Aufgabenstellung:
A) Beantworte anhand des Lesetextes die folgenden Fragen:
(i) Was ist laut Buh zu schreiben, damit Daten aus dem VBA in die SPS geschrieben werden können?
(ii) Welche Datei wird in Klammern hinter dem Automation Wrapper genannt?
(iii) Welche SPS wird im Beitrag vom 18. August 2005 genannt?
B) Gib aus dem Lesetext den Abschnitt von „## Buh (16 August“ bis einschließlich „hilft das dir.“ wortgetreu wieder.
C) Entscheide, ob die folgenden Aussagen mit dem Lesetext übereinstimmen. Antworte jeweils mit Ja oder Nein und zitiere die ausschlaggebenden Worte des Lesetextes:
(i) Im Lesetext heißt es, dass auch Beispiele für VB angegeben sind.
(ii) Buh schreibt, dass sich Daten aus dem VBA nicht in die SPS schreiben lassen.
(iii) Der Beitrag von Buh stammt vom 16. August 2005.

Lesetext:
=-=-=-=-=

So und hier kommt das Excel-Makro:


----------



## Buh (16 August 2005)

Hallo,

es können Daten aus dem VBA in die SPS geschrieben werden. Dazu ist allerdings ein OPC Client zu schreiben. Das kann z.B. mit dem Automation Wrapper (opcdaauto.dll) geschehen. Hier ist ein link zur Spezifikation.
http://www.iconics.com/support/PDFs/OPC_Specs/opcda20_auto.pdf
 Es sind alle Objekte und Methoden der dll beschrieben.  Es sind auch Beispiele für VB angegeben. 
Vielleicht hilft das dir.

Gruss Buh


----------



## Anonymous (18 August 2005)

vielleicht weiß jemand die syntax die man in excel eingeben muss damit man auf die sps S7-200 schreiben kann...
die syntax zum auslesen der syntax ist uns gelungen, aber das auslesen macht uns wirklich schwierigkeiten für unser projekt...

=-=-=-=-=

Bereitgestelltes Material:
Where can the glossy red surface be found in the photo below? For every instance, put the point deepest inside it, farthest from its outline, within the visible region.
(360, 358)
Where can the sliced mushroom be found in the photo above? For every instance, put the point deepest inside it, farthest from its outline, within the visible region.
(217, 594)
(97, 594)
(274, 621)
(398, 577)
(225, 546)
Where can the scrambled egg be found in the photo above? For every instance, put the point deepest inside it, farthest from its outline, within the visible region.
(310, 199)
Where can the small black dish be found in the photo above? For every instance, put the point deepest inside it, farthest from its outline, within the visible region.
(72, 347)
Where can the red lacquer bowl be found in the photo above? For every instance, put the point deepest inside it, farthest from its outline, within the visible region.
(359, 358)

=-=-=-=-=

Lösungen:
A)
(i) Ein OPC Client.
(ii) opcdaauto.dll
(iii) Die S7-200.

B)
## Buh (16 August 2005)

Hallo,

es können Daten aus dem VBA in die SPS geschrieben werden. Dazu ist allerdings ein OPC Client zu schreiben. Das kann z.B. mit dem Automation Wrapper (opcdaauto.dll) geschehen. Hier ist ein link zur Spezifikation.
http://www.iconics.com/support/PDFs/OPC_Specs/opcda20_auto.pdf
 Es sind alle Objekte und Methoden der dll beschrieben.  Es sind auch Beispiele für VB angegeben. 
Vielleicht hilft das dir.

C)
(i) Ja: „Es sind auch Beispiele für VB angegeben.“
(ii) Nein: „es können Daten aus dem VBA in die SPS geschrieben werden“
(iii) Ja: „Buh (16 August 2005)“